* _Task description_
Transcribe each line of the material exactly as it stands.
^^^^^^^^
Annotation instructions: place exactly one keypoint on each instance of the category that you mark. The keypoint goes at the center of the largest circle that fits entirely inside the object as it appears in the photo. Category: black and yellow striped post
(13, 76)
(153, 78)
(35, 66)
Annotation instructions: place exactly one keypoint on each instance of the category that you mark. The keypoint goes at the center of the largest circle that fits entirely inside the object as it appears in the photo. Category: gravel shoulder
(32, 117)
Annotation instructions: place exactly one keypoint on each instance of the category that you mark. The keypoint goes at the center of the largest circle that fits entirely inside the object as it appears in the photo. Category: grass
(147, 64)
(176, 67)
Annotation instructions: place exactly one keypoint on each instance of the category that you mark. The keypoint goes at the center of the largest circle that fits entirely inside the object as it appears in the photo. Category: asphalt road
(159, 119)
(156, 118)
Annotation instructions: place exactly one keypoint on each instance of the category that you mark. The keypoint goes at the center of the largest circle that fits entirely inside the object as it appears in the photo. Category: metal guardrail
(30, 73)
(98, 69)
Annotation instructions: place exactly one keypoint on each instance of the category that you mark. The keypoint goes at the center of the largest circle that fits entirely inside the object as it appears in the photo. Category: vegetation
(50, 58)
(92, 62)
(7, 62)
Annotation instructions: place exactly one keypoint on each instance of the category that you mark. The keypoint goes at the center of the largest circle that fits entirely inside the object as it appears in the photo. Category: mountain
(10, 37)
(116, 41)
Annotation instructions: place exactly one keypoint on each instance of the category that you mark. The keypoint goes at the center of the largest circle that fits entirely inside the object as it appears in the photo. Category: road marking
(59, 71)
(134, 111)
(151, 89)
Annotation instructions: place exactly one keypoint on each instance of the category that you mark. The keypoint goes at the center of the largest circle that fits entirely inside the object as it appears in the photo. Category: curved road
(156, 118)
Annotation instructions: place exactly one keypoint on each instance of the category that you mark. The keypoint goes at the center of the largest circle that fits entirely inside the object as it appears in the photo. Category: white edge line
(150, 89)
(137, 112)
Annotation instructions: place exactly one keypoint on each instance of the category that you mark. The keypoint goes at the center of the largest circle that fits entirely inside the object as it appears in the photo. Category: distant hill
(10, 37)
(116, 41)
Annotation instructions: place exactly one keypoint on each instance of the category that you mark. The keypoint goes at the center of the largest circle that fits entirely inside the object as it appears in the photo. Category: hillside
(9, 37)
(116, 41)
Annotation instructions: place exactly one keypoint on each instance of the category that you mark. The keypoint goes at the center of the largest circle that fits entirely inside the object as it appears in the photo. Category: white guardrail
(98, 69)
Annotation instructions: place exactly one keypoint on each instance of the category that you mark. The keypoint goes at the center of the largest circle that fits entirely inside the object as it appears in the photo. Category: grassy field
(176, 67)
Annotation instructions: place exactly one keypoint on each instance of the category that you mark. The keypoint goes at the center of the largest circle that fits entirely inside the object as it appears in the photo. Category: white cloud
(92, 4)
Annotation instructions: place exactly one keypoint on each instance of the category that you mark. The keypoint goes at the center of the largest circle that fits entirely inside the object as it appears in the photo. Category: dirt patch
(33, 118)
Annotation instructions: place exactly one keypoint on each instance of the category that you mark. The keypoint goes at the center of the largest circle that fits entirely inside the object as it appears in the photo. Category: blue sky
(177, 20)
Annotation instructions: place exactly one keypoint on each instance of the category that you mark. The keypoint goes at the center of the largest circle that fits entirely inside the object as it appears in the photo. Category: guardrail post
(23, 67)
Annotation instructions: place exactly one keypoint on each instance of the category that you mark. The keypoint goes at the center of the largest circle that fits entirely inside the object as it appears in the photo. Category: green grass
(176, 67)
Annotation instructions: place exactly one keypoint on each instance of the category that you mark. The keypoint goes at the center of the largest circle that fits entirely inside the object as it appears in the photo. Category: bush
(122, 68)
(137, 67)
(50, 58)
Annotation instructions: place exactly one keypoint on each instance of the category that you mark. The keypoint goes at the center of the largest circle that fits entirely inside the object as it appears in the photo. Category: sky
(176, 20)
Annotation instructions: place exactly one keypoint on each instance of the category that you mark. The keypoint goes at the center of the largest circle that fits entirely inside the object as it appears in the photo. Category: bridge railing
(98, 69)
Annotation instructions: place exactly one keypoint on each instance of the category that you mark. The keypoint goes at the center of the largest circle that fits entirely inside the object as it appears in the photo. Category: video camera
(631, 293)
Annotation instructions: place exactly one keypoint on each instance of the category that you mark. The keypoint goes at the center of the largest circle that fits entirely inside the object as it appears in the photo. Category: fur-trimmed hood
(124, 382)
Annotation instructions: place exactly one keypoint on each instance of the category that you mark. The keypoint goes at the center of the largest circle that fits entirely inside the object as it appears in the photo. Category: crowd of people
^^^^^^^^
* _Solution_
Annotation instructions: place exactly one keypoint on each instance of the category that you mark. The keypoint goes at the center of the largest circle that fits entirely inside the object as it appears in the photo. Category: black and yellow striped post
(13, 76)
(153, 78)
(35, 66)
Annotation instructions: place exactly one keypoint on each instance of the category that you mark. The keypoint goes at the center of the largest circle that fits entirely inside the object as it appears in the photo. Category: gravel shoulder
(32, 117)
Annotation instructions: place exactly one keypoint on each instance of the category that you mark. The keypoint goes at the center of the largest circle that fits entirely inside the object as it appears in the photo. Category: grass
(147, 64)
(176, 67)
Annotation instructions: place exactly one keypoint on each instance of the category that you mark. The keypoint goes at the center of the largest circle that fits entirely inside the object as it appears in the photo. Category: asphalt road
(159, 119)
(156, 118)
Annotation instructions: place exactly one keypoint on each instance of the category that you mark. The keypoint goes at the center of the largest circle that fits entirely inside the object as it appears in the photo. Category: metal guardrail
(30, 73)
(98, 69)
Annotation instructions: place exactly one keypoint on each instance of the category that you mark. The keypoint goes at the center of the largest circle that fits entirely inside the object as it appears in the photo. Category: vegetation
(50, 58)
(92, 62)
(7, 62)
Annotation instructions: place exactly one keypoint on each instance of the category that you mark. The keypoint goes at the center of the largest circle that fits entirely inside the object as it appears in the photo. Category: mountain
(10, 37)
(116, 41)
Annotation instructions: place exactly one keypoint on each instance of the category that you mark. The keypoint goes at the center of the largest circle that fits entirely inside the object as it appears in the photo. Category: road marking
(59, 71)
(134, 111)
(151, 89)
Annotation instructions: place exactly one keypoint on each instance of the category that you mark. The keypoint goes at the center of the largest circle that fits entirely inside the object as it appears in the photo. Category: curved road
(156, 118)
Annotation instructions: place exactly one keypoint on each instance of the category that you mark. The keypoint goes at the center of the largest circle that fits entirely inside the object as it appears in the photo. Category: white edge line
(150, 89)
(137, 112)
Annotation instructions: place exactly one keypoint on each instance of the category that you mark. The keypoint goes at the center of the largest circle that fits entirely inside the object as it appears in the photo. Category: distant hill
(10, 37)
(116, 41)
Annotation instructions: place exactly one keypoint on each instance of the category that you mark. The keypoint goes at the center of the largest circle that fits entirely inside the object as it appears in the photo. Category: hillside
(9, 37)
(116, 41)
Annotation instructions: place exactly one keypoint on each instance of the category that you mark. The keypoint goes at the center of the largest circle that fits entirely inside the object as it appears in the photo. Category: white guardrail
(98, 69)
Annotation instructions: place exactly one keypoint on each instance of the category that you mark. The keypoint goes at the center of the largest circle that fits entirely inside the object as it appears in the photo. Category: grassy field
(176, 67)
Annotation instructions: place exactly one keypoint on each instance of the category that you mark. The keypoint goes at the center of the largest circle that fits entirely inside the object as it appears in the photo. Category: white cloud
(92, 4)
Annotation instructions: place exactly one keypoint on each instance of the category that you mark. The keypoint goes at the center of the largest circle that fits entirely inside the object as it appears in the photo. Category: dirt patch
(33, 118)
Annotation instructions: place exactly one keypoint on each instance of the category that you mark. The keypoint goes at the center of the largest circle that fits entirely inside the object as it appears in the photo. Category: blue sky
(177, 20)
Annotation instructions: place exactly one keypoint on each instance of the category that you mark. The keypoint goes at the center of the largest circle that fits entirely inside the object as it appears in the photo. Category: guardrail post
(23, 67)
Annotation instructions: place exactly one keypoint on each instance of the category that you mark. The keypoint goes at the center of the largest circle that fits entirely inside the object as it appears in the photo. Category: green grass
(176, 67)
Annotation instructions: place exactly one keypoint on each instance of the category that you mark. The keypoint goes at the center of the largest circle that fits entirely inside the object as it appears in the photo. Category: bush
(122, 68)
(137, 67)
(50, 58)
Annotation instructions: place exactly one keypoint on each instance of the category that you mark. The keypoint goes at the center of the largest circle that fits entirely inside the object as it appears in the photo. Category: sky
(176, 20)
Annotation instructions: place exactly one keypoint on each instance of the category that you mark. The keypoint goes at the center of the largest circle that fits entirely inside the object as it appears in the photo. Category: bridge railing
(98, 69)
Annotation instructions: place exactly one keypoint on each instance of the category that you mark. The keypoint goes at the center of the largest circle that fits entirely inside the object as it appears in the photo. Category: video camera
(631, 293)
Annotation instructions: place exactly one keypoint on each instance of the category that you mark. The keypoint goes at the center of the largest circle that fits entirely inside the object as it appears in the photo. Category: fur-trimmed hood
(124, 382)
Annotation instructions: place exactly one keypoint on each instance of the category that you mark. The keypoint goes at the center of the largest circle that fits entirely inside the object as it appears in the photo. Category: crowd of people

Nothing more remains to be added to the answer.